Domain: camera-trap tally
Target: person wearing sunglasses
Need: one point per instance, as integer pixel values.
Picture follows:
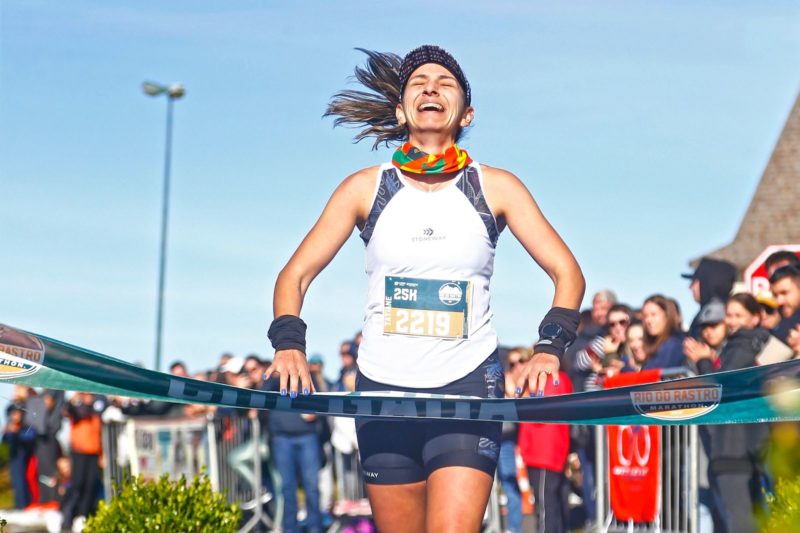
(604, 354)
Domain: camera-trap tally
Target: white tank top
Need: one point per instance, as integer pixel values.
(429, 258)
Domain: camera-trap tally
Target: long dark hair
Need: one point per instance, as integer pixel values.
(653, 342)
(372, 110)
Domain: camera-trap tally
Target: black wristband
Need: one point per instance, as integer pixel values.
(288, 332)
(567, 321)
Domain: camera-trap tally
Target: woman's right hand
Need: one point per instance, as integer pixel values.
(292, 367)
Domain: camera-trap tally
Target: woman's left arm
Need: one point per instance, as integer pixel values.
(511, 201)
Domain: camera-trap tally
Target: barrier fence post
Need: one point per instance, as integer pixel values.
(213, 463)
(600, 468)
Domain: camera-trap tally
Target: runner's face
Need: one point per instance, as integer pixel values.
(433, 102)
(737, 317)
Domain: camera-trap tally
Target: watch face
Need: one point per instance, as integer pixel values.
(551, 331)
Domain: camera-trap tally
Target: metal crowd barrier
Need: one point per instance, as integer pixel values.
(231, 449)
(678, 495)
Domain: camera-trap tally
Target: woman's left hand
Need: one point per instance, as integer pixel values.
(535, 372)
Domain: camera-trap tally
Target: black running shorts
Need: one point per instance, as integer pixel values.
(397, 451)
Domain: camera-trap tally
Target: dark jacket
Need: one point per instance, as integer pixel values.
(786, 325)
(285, 423)
(716, 281)
(736, 447)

### Exercise aim
The lines to set down run from the line with "Target: person wearing sunglasses" up to and including the line with "Target: long dark hair" in the entries above. Reproduce them exactly, with no pictures.

### Answer space
Target: person wearing sunglasses
Need: one point per instance, as integer pixel values.
Picture follows:
(604, 354)
Domain: camera-trap tally
Target: white tank top
Need: one point per instance, as integer pixel values.
(429, 258)
Domain: camera-trap tally
Target: long dark hair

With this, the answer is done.